§ TASK BRIEF: Starting at the line below with "Where can the shade" and stopping at the line with "Where can the person sitting", please print each line exactly, those two included, and skip every picture.

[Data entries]
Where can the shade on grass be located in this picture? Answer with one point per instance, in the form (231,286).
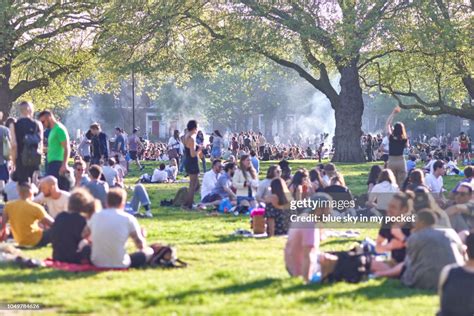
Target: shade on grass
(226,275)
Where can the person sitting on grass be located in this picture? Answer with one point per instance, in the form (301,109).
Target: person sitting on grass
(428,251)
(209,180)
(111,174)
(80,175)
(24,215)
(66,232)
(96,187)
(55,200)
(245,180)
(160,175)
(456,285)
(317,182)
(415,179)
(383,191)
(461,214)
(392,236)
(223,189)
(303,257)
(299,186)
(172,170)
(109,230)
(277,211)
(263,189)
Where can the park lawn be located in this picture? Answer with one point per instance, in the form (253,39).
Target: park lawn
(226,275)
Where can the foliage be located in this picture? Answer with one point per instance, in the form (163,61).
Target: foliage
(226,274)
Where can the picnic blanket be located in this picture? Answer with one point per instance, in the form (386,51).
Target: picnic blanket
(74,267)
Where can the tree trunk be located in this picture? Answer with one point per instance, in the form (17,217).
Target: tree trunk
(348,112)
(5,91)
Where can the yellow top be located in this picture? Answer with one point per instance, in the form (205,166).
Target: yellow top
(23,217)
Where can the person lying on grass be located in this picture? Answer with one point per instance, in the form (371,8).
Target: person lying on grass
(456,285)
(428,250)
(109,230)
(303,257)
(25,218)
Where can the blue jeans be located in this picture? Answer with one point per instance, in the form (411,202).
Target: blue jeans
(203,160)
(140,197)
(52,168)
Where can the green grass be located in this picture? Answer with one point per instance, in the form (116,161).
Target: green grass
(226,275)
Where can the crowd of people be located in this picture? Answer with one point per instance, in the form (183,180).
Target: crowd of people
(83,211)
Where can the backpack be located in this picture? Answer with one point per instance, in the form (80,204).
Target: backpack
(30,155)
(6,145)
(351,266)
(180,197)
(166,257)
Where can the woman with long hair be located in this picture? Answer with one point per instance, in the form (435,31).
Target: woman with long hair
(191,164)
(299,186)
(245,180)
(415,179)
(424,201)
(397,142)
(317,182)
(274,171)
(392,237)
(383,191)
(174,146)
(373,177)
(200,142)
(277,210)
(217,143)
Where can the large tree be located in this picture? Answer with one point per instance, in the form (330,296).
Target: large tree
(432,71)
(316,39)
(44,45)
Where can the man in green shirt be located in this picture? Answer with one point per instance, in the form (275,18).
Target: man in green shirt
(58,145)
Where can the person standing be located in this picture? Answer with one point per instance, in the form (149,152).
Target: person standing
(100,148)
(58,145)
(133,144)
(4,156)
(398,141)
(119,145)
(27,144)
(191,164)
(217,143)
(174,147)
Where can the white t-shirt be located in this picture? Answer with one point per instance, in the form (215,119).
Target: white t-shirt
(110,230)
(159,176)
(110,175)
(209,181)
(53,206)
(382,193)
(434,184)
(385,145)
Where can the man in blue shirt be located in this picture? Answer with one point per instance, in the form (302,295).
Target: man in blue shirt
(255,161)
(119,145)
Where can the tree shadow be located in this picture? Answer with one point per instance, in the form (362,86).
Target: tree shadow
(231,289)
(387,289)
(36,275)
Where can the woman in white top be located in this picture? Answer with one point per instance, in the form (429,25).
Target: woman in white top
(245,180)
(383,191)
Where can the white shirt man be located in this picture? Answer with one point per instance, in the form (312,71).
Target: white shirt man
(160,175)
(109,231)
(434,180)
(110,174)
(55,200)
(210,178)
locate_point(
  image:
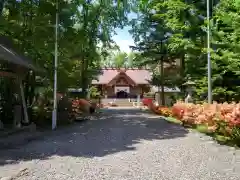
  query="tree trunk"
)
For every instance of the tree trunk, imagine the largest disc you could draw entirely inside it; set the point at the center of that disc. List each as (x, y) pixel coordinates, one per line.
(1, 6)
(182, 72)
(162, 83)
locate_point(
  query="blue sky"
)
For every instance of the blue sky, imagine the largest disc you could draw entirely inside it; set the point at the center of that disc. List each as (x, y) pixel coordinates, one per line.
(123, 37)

---

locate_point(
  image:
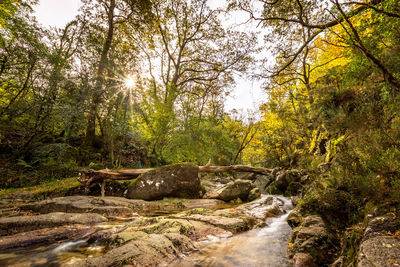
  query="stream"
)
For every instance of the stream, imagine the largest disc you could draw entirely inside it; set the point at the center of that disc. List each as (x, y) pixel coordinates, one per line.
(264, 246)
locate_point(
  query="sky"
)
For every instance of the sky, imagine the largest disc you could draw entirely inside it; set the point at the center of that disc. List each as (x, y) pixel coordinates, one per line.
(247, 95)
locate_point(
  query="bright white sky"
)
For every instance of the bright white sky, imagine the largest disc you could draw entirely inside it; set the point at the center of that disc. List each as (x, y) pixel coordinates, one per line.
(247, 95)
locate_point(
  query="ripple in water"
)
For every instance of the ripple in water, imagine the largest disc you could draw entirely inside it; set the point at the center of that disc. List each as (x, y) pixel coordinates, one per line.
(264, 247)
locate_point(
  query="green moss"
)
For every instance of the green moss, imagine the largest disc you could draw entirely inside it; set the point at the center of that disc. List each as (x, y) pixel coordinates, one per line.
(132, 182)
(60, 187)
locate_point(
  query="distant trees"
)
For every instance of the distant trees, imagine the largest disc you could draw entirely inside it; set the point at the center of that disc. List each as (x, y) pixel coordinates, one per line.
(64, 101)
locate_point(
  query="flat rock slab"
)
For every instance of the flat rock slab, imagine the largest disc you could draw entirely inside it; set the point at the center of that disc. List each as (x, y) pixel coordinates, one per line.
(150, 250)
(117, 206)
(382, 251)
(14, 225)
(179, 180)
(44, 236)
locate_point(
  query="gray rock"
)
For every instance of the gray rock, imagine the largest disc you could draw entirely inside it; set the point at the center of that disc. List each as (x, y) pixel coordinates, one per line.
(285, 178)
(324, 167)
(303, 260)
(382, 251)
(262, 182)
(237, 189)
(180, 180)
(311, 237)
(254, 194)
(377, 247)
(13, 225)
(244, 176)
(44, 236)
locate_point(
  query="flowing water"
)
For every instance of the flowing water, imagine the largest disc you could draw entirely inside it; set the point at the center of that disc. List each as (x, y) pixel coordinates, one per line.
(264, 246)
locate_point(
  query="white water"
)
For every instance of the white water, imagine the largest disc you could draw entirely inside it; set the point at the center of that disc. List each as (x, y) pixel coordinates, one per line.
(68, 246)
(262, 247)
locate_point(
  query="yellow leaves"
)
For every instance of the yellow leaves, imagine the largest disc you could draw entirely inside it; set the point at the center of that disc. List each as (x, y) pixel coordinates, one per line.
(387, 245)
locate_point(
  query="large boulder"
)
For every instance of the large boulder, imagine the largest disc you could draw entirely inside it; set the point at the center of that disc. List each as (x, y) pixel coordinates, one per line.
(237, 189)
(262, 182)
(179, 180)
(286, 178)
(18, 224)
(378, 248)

==

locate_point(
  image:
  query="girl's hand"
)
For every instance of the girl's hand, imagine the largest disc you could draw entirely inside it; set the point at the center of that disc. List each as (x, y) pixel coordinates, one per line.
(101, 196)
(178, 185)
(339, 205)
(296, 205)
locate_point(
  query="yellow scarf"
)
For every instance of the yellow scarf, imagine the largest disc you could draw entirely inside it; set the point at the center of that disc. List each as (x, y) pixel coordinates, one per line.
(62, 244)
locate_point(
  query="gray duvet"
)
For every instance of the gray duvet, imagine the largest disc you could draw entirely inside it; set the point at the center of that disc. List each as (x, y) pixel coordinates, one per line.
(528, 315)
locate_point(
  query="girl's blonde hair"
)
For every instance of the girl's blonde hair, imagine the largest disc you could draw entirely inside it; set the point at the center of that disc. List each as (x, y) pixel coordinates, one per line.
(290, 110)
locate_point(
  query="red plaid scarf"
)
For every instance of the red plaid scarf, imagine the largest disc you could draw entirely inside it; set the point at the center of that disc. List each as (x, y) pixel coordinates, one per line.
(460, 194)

§ WRITTEN SOLUTION:
Where can the shade on grass be located in this picture? Answer with one point per instance, in the form (231,286).
Target: shade on grass
(226,275)
Where can the person sitting on grass be located in this picture? Answer with one point per instance, in the form (301,109).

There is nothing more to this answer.